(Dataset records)

★ ★ ★ ★ ★

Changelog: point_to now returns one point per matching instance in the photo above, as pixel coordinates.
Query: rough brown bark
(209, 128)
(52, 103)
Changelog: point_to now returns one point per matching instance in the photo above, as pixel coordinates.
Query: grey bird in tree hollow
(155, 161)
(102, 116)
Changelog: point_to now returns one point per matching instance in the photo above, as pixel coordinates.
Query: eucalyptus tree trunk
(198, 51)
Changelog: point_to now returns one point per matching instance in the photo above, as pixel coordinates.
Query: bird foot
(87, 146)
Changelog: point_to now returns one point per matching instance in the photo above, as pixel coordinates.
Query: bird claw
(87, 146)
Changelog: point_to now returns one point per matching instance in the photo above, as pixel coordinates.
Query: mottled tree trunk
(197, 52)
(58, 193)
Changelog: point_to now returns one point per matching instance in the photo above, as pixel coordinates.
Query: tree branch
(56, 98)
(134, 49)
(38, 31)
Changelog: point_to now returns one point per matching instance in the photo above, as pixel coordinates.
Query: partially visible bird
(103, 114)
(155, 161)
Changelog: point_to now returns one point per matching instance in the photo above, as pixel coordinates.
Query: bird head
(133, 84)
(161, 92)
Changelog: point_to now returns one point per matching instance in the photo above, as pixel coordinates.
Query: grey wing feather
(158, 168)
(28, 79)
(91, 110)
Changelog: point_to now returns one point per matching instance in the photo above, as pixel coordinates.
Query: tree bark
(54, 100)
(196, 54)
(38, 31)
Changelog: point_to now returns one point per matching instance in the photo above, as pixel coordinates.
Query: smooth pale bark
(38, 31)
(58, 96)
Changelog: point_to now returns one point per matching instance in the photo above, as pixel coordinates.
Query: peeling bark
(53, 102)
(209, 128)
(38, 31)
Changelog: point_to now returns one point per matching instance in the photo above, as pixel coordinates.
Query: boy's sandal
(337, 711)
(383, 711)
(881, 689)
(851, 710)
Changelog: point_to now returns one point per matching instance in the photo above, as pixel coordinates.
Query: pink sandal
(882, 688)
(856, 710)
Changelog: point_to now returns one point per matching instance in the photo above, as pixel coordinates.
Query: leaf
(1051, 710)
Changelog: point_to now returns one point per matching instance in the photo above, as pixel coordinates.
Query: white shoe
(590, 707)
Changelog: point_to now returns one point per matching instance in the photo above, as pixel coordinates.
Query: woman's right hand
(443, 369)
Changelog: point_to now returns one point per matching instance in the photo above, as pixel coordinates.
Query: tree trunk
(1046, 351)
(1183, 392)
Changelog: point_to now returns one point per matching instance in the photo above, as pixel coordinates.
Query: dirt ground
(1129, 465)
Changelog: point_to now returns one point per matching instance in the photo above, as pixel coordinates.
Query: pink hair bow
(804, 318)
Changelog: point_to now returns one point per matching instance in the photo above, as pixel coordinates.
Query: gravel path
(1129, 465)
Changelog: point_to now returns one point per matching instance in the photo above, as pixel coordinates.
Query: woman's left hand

★ ★ ★ ★ ★

Only the lines from the one with "Query: woman's right hand" to the end of the entries above belong in your answer. Retype them exactly.

Query: woman's right hand
(443, 369)
Changelog: point_to now returns one point per matching instance in the photo above, as pixel coordinates.
Query: tree trunk
(1046, 351)
(1183, 392)
Changelog: point_to now returns one point per matching instance in the photo above, as pixel coordinates.
Query: dirt ground
(1129, 465)
Changelog: point_to now returns one point per matching instance in the photo above, as pixel coordinates.
Query: pink hair bow
(804, 318)
Changelog: point_to now returns one point per matching instance in the photo above, as pixel coordinates.
Query: gravel path
(1129, 465)
Changelog: point_to now returns one point per matching instance in the photo above, as pixel coordinates.
Query: woman's left hand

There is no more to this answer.